Problem: Collect every line in the listing below that contains the word "dark", and copy each one as it appears.

(Stored data)

--- Begin ---

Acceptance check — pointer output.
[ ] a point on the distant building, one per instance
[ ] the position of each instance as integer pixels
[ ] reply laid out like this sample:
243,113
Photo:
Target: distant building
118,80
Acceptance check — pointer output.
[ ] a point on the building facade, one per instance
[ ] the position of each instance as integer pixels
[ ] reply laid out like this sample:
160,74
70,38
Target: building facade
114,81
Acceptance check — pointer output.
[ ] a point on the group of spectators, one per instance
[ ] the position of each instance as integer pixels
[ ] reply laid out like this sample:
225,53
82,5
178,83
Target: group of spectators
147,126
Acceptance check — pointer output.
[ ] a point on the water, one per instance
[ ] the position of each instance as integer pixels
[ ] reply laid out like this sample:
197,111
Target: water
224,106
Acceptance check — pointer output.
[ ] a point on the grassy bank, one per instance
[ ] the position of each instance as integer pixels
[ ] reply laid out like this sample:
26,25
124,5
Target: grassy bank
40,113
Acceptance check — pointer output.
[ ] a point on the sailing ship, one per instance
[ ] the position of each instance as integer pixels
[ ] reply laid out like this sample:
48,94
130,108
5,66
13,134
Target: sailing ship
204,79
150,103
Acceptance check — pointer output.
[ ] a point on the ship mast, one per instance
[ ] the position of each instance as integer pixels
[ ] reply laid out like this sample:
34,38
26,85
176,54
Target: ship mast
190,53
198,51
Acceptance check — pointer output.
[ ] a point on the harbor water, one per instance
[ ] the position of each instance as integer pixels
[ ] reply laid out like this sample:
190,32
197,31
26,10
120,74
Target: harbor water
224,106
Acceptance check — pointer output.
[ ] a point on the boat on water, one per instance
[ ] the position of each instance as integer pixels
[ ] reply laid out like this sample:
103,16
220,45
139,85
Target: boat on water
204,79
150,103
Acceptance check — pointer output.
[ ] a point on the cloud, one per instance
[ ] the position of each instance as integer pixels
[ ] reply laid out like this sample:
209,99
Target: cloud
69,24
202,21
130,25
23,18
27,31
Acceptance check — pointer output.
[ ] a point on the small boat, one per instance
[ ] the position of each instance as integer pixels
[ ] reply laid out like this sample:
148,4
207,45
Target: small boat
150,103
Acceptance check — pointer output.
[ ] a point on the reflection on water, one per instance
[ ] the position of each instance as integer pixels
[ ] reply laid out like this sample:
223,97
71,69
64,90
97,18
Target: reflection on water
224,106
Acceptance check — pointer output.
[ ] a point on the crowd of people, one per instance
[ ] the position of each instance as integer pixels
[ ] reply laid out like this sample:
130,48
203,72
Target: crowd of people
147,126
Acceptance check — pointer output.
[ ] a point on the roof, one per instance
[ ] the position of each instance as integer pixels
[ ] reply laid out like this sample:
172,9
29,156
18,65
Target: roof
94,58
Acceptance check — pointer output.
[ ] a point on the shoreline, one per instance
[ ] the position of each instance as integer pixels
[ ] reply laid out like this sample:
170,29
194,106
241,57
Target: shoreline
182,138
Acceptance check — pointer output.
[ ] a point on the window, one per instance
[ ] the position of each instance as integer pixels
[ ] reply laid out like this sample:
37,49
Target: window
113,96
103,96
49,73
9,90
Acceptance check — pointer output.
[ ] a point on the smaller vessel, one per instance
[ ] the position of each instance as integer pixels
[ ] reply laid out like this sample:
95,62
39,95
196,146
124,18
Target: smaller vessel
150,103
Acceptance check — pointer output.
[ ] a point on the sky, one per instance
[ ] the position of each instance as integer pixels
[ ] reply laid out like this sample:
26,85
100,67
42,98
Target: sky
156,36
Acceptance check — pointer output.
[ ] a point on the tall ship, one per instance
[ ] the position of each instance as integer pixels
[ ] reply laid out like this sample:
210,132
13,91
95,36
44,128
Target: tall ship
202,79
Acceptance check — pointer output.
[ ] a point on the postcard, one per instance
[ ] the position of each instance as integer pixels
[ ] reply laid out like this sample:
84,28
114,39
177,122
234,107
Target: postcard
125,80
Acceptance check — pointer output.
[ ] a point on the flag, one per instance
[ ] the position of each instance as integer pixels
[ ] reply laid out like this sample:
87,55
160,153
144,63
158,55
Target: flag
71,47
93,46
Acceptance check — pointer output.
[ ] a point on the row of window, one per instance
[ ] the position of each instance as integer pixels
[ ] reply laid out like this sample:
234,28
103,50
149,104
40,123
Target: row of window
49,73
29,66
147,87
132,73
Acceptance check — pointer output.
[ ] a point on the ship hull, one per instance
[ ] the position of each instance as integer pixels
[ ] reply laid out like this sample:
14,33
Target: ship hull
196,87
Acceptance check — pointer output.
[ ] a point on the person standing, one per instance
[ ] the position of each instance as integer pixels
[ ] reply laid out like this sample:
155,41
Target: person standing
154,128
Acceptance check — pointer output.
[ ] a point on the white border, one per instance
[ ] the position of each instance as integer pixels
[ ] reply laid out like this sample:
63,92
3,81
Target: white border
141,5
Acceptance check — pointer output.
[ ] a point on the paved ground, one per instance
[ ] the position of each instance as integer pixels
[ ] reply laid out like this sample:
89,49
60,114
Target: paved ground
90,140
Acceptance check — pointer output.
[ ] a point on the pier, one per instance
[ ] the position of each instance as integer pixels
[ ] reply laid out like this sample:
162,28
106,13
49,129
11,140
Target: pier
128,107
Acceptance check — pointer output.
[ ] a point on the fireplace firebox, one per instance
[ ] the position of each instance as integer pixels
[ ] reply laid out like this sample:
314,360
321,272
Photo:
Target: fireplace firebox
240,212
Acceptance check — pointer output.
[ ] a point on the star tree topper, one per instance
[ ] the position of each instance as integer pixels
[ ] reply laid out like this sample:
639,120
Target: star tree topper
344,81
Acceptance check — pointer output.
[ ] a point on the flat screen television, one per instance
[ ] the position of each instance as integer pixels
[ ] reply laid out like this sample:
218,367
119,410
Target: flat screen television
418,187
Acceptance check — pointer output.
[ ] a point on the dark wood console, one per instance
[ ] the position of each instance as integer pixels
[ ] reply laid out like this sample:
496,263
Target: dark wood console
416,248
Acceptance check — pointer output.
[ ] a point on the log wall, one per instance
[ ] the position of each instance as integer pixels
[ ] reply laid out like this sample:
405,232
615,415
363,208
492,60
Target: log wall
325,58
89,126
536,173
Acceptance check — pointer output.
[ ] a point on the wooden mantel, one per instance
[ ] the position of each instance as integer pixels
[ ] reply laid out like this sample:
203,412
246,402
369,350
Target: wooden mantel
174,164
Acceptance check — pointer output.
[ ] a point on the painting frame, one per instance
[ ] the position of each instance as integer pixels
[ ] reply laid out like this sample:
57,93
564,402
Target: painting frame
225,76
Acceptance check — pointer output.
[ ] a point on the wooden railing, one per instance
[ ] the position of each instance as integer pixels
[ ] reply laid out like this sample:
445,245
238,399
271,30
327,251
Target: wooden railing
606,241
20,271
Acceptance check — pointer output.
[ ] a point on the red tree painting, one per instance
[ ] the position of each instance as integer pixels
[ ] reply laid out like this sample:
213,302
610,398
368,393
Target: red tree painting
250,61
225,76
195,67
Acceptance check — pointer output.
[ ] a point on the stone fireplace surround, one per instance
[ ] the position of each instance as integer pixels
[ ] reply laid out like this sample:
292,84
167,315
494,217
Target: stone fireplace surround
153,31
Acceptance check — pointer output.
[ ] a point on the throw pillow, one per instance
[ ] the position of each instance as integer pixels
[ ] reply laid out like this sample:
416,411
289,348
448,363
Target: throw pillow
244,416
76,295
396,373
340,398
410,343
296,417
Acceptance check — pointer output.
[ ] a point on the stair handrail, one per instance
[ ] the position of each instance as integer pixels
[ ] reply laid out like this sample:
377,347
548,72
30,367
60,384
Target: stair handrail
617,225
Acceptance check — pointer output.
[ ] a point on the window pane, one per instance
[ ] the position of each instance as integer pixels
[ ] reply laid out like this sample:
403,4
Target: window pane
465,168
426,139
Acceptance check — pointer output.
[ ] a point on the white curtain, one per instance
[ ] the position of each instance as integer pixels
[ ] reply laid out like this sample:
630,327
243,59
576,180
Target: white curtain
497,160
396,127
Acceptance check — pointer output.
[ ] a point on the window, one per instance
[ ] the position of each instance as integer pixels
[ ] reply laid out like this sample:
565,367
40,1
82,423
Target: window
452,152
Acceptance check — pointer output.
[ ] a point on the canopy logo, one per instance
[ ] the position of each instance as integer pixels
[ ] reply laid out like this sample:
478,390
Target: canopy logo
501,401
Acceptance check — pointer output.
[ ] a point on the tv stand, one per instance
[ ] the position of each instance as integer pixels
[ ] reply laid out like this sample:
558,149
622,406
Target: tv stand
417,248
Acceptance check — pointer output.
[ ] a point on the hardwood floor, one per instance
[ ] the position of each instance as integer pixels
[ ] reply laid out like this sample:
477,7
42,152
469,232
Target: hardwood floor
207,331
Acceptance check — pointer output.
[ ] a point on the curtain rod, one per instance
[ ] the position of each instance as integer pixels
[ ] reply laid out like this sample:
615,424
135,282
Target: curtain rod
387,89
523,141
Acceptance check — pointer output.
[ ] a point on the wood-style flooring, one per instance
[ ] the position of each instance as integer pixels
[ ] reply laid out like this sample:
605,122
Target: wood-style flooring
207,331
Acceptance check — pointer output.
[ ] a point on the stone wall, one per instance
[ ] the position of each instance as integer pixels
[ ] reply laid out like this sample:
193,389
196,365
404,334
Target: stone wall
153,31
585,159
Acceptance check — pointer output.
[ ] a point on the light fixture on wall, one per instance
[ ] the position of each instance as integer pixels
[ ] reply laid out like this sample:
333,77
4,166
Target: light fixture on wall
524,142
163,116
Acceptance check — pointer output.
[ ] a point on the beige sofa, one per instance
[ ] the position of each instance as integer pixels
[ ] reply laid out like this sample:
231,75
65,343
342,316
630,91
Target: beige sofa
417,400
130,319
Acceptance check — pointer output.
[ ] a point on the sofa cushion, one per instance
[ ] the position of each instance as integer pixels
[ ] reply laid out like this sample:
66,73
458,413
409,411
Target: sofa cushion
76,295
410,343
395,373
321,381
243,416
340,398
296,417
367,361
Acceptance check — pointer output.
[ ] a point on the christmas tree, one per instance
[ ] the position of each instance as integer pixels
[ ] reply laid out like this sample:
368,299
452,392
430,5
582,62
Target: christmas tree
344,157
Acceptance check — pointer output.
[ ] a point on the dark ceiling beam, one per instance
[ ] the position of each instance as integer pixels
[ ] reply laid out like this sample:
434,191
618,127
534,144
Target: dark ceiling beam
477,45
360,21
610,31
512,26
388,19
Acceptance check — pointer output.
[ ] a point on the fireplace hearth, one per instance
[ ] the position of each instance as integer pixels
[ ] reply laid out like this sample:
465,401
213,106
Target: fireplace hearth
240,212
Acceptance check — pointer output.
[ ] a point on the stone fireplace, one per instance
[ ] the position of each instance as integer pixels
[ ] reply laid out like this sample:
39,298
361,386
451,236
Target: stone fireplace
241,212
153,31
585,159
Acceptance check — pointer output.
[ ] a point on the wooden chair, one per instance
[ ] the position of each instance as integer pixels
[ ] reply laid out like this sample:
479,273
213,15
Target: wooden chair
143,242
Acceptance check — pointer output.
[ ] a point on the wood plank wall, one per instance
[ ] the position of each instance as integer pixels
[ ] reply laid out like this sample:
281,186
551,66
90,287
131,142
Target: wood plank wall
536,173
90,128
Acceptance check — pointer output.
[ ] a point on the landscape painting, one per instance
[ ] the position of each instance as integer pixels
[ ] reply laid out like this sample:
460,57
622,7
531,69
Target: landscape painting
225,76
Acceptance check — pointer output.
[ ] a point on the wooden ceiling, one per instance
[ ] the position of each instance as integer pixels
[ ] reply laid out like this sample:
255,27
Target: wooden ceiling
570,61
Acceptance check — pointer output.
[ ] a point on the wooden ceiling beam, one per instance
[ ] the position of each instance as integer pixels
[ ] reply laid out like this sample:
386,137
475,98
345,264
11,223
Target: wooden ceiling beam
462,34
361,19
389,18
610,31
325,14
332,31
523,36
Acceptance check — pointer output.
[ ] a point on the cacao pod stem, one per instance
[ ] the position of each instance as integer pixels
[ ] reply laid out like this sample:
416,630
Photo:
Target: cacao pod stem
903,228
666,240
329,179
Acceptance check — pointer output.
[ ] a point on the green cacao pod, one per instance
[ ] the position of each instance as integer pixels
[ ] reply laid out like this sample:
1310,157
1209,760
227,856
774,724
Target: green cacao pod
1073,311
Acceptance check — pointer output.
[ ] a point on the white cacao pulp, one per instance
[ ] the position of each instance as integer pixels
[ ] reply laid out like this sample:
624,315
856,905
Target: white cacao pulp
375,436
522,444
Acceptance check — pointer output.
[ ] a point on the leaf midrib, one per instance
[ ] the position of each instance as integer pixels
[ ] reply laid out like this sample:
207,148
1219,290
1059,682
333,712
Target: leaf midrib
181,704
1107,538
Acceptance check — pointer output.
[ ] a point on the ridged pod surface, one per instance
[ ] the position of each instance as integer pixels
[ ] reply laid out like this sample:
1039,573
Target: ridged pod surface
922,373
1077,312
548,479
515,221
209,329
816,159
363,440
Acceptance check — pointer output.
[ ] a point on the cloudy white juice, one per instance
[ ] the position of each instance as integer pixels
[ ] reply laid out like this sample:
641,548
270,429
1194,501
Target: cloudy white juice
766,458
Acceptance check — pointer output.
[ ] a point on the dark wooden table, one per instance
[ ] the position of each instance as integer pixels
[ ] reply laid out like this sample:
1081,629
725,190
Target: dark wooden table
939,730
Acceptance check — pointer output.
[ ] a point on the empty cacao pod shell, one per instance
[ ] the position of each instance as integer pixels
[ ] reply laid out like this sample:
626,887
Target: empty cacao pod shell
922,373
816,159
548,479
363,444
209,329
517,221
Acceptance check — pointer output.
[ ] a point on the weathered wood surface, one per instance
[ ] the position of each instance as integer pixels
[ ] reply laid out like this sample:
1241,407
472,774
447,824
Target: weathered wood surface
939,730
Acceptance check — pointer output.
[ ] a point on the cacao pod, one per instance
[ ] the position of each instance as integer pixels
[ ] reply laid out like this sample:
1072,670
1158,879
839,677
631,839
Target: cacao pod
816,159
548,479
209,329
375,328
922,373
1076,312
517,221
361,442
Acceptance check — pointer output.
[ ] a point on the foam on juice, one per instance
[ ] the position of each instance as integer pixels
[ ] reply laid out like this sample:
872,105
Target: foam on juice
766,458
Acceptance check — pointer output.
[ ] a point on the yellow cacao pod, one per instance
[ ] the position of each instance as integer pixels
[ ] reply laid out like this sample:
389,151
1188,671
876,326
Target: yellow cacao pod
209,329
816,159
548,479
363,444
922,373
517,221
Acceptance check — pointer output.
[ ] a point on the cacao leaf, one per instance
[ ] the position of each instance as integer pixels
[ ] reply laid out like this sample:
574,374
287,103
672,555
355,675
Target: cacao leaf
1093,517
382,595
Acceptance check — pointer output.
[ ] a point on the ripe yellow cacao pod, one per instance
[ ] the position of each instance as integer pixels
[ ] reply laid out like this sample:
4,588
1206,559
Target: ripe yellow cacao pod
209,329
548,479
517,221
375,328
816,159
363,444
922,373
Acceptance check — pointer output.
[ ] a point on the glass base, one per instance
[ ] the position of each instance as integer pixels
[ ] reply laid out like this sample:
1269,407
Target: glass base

--- End ---

Solution:
[ ] a point on the dark wood console, one per instance
Target: dark wood console
[ ] a point on the dark ceiling beam, one per instance
Target: dark ceiling beam
[ ] a point on the dark wooden table, one per instance
Target: dark wooden table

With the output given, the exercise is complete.